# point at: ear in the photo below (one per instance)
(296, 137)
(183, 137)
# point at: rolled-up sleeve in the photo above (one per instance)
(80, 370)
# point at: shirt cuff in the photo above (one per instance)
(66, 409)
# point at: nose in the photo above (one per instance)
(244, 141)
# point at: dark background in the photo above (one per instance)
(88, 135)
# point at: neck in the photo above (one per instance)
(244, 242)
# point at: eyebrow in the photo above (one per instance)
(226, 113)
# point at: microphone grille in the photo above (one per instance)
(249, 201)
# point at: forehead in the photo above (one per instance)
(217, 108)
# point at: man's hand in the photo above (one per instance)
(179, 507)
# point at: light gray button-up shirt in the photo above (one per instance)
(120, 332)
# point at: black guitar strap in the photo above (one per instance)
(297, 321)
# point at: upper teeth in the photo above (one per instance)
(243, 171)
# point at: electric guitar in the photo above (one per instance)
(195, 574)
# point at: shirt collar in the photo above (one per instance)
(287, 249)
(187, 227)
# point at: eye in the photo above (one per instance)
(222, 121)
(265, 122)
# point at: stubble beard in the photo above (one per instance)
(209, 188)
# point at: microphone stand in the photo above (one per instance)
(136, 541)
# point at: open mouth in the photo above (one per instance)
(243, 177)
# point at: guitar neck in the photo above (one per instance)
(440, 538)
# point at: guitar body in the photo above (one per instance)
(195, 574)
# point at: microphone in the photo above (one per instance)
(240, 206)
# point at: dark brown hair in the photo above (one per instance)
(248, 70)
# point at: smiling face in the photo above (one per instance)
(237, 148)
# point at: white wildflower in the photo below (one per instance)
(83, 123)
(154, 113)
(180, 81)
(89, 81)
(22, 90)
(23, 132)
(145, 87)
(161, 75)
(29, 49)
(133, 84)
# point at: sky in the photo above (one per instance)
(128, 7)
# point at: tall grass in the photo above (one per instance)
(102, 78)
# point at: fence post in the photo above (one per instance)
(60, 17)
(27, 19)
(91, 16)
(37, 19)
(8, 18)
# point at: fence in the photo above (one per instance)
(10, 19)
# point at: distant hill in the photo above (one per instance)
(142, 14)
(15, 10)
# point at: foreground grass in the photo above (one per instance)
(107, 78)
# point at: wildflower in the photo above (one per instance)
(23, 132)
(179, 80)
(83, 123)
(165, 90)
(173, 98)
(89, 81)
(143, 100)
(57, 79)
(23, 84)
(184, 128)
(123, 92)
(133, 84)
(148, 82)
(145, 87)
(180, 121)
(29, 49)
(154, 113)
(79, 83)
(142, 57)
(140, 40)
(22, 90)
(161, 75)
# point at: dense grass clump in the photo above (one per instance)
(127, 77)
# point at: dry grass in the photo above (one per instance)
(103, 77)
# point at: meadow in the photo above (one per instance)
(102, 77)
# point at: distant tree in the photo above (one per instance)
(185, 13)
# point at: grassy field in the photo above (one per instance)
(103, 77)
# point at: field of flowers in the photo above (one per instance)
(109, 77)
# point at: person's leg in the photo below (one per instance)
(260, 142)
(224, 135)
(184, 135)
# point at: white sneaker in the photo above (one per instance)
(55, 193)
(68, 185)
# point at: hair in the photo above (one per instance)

────

Problem statement: Look above for the line containing "# point at: wildflower", then transcribe it and all lines after it through the last, exactly and with nothing else.

Result of this task:
# point at: wildflower in the photo above (one per instance)
(23, 132)
(179, 80)
(83, 123)
(165, 90)
(173, 98)
(89, 81)
(143, 100)
(57, 79)
(23, 84)
(184, 128)
(123, 92)
(133, 84)
(148, 82)
(145, 87)
(180, 121)
(29, 49)
(154, 113)
(79, 83)
(142, 57)
(140, 40)
(22, 90)
(161, 75)
# point at: dense grass clump in the photo above (one per instance)
(127, 77)
# point at: dry grass in the photo above (one per instance)
(103, 77)
# point at: meadow in the photo above (one per instance)
(102, 77)
# point at: distant tree in the photo above (one per instance)
(185, 13)
# point at: grassy field in the photo above (one per instance)
(103, 77)
# point at: field of flowers in the photo above (one per instance)
(109, 77)
# point at: person's leg in the photo below (one per instance)
(260, 142)
(224, 135)
(184, 135)
# point at: white sneaker in the photo above (one per instance)
(55, 193)
(68, 185)
# point at: hair in the photo above (one per instance)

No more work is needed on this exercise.